AIM 1: Pick out each line of the listing below that contains the word "water", and copy those lines unchanged.

── ARTICLE

The questions thus presented grew out of the following state of facts: On November 17, 1887, about 14,000 bales of cotton in the West Navy-Yard compress of the Merchants' Cotton-Press & Storage Company (hereafter called the 'compress company') were destroyed by fire. The value of the cotton was about the sum of $700,000. Of the total number of bales thus destroyed, about 9,608 bales were covered by bills of lading issued by various transportation companies to the owners or consignees of the cotton. The bills of lading issued by the Cairo, Vincennes & Chicago Railroad Company (hereafter called the 'railroad company') covered 5,087 bales of the cotton destroyed, valued at $245,733.46.
In May, 1887, a contract had been entered into between the railroad company and its receivers, Anthony J. Thomas and Charles E. Tracy, on the one side, and the compress company on the other, by the terms of which the railroad company and its receivers agreed to give to the compress company all cotton to compress that the railroad company might have to transport out of Memphis in a compressed condition. The compress company, on its part, agreed to properly compress all such cotton, and also to insure the same for the benefit of the railroad company or owners, for a certain compensation to be paid weekly, which was intended to cover both the service for compressing the cotton and the insurance to be taken out thereon, in good and solvent companies, by the compress company. This insurance was to cover any loss while the cotton was under the control of the compress company, and until delivered to the railroad company. The contract further provided that the railroad company and its receivers constituted the compress company its agent to receive all cotton intended for transportation over the railroad company's line, and to sign receipts therefor, on the production of which bills of lading would be issued by the railroad company. This contract was to continue in force until August 31, 1896.
Under and in pursuance of this contract, cotton was delivered to the compress company, by the owners or their agents, for transportation over the line of the railroad company from Memphis to points east, to the extent of 5,087 bales, for which dray tickets or receipts were given by the compress company, and on the production of which the agent of the railroad company issued bills of lading to the several and respective owners or consignees of such cotton.

────
── DATA RECORDS

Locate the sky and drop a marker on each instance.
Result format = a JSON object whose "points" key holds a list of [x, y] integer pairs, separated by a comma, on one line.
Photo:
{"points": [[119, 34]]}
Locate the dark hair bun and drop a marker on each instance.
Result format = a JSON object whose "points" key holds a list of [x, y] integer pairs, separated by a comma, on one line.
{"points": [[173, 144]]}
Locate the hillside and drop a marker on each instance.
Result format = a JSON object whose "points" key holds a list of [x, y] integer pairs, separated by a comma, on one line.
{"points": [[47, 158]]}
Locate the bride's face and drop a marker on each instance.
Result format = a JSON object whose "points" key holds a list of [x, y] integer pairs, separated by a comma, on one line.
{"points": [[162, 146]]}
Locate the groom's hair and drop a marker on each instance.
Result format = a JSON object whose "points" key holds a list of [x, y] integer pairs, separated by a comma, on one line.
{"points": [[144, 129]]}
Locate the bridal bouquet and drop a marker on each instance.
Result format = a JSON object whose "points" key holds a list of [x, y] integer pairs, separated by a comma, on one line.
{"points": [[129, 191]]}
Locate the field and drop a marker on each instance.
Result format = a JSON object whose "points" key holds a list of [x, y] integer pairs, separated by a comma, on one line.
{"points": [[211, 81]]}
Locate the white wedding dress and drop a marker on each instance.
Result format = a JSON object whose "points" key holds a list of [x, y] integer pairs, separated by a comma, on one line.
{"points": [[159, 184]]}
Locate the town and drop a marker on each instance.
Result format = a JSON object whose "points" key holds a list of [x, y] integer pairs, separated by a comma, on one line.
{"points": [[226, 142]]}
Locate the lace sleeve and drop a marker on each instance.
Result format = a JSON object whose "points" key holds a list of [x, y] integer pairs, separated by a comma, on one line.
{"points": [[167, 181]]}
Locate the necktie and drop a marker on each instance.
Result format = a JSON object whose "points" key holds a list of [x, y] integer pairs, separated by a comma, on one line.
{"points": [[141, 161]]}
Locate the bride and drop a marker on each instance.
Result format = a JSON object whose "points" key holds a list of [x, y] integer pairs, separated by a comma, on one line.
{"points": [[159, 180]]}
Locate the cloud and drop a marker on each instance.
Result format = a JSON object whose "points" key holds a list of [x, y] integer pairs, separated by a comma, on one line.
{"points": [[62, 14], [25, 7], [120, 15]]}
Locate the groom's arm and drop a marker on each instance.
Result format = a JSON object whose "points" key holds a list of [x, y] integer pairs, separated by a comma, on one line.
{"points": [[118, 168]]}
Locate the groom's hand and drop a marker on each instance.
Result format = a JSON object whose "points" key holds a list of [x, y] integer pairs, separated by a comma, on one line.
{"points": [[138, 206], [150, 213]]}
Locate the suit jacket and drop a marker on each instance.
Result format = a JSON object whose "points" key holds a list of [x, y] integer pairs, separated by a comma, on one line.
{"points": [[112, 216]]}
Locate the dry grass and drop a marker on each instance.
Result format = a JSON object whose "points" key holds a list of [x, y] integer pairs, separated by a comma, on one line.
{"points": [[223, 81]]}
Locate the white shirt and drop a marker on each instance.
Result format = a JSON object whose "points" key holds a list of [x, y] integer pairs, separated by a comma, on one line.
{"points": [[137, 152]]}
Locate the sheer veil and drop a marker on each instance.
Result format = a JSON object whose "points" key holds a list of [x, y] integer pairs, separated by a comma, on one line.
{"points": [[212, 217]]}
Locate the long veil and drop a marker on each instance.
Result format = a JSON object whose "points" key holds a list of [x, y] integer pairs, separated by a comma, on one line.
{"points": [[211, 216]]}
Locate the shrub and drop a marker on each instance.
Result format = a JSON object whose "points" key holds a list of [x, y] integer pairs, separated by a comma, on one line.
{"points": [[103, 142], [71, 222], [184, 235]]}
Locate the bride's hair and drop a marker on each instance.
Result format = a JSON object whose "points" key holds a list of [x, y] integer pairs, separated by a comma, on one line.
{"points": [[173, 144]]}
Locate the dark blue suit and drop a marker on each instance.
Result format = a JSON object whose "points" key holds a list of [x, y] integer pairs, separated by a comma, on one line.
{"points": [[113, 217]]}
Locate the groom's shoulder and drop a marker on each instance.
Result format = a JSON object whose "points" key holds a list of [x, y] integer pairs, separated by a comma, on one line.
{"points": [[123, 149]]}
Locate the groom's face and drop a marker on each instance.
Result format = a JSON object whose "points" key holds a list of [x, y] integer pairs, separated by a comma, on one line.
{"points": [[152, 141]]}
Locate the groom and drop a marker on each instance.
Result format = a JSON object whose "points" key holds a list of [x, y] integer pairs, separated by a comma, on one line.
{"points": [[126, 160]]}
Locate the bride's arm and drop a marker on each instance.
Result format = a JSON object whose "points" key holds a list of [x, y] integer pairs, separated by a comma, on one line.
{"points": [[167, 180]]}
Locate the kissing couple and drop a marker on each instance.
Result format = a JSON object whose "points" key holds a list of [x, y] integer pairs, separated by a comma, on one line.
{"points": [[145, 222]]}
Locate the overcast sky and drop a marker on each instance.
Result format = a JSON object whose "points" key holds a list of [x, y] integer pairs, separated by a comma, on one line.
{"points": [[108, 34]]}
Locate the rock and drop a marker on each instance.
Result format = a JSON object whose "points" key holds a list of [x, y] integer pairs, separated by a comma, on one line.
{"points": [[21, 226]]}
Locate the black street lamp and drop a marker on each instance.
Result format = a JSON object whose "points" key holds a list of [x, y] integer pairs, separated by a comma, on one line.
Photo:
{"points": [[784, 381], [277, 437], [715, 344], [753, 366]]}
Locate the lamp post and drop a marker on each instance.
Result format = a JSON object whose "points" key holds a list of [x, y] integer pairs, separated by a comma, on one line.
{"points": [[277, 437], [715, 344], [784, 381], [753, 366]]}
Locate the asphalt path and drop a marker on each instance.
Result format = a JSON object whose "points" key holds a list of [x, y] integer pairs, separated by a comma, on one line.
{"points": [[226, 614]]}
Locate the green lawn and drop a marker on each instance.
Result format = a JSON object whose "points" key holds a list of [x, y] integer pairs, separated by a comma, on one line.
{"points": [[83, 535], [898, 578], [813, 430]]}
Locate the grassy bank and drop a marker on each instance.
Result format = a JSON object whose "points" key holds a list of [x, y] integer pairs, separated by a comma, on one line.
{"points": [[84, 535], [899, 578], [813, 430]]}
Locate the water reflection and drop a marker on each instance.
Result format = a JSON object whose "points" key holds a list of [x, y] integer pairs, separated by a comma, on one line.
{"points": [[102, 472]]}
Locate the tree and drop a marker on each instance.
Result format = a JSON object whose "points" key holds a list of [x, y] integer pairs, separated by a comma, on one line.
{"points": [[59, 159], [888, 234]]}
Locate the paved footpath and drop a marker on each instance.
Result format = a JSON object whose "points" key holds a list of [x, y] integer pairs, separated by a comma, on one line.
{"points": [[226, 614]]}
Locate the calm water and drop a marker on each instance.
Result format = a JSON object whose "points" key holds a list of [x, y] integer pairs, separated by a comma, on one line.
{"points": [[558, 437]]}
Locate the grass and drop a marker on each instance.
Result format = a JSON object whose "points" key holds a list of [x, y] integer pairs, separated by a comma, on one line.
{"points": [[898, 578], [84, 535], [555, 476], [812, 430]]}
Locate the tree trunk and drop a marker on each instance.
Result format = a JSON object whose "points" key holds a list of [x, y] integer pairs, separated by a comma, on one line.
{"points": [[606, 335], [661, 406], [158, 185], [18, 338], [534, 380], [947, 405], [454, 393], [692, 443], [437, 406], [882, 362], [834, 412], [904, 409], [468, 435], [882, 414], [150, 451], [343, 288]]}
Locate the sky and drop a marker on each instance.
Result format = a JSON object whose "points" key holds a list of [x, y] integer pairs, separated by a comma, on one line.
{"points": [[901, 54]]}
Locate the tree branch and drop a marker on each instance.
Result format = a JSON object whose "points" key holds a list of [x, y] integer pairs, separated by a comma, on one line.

────

AIM 2: Reproduce the whole passage about the cotton fire above, word for word.

CORRECT RESULT 1:
Locate the water reflection and drop a marker on each instance.
Locate the calm water and drop a marker on each instance.

CORRECT RESULT 2:
The questions thus presented grew out of the following state of facts: On November 17, 1887, about 14,000 bales of cotton in the West Navy-Yard compress of the Merchants' Cotton-Press & Storage Company (hereafter called the 'compress company') were destroyed by fire. The value of the cotton was about the sum of $700,000. Of the total number of bales thus destroyed, about 9,608 bales were covered by bills of lading issued by various transportation companies to the owners or consignees of the cotton. The bills of lading issued by the Cairo, Vincennes & Chicago Railroad Company (hereafter called the 'railroad company') covered 5,087 bales of the cotton destroyed, valued at $245,733.46.
In May, 1887, a contract had been entered into between the railroad company and its receivers, Anthony J. Thomas and Charles E. Tracy, on the one side, and the compress company on the other, by the terms of which the railroad company and its receivers agreed to give to the compress company all cotton to compress that the railroad company might have to transport out of Memphis in a compressed condition. The compress company, on its part, agreed to properly compress all such cotton, and also to insure the same for the benefit of the railroad company or owners, for a certain compensation to be paid weekly, which was intended to cover both the service for compressing the cotton and the insurance to be taken out thereon, in good and solvent companies, by the compress company. This insurance was to cover any loss while the cotton was under the control of the compress company, and until delivered to the railroad company. The contract further provided that the railroad company and its receivers constituted the compress company its agent to receive all cotton intended for transportation over the railroad company's line, and to sign receipts therefor, on the production of which bills of lading would be issued by the railroad company. This contract was to continue in force until August 31, 1896.
Under and in pursuance of this contract, cotton was delivered to the compress company, by the owners or their agents, for transportation over the line of the railroad company from Memphis to points east, to the extent of 5,087 bales, for which dray tickets or receipts were given by the compress company, and on the production of which the agent of the railroad company issued bills of lading to the several and respective owners or consignees of such cotton.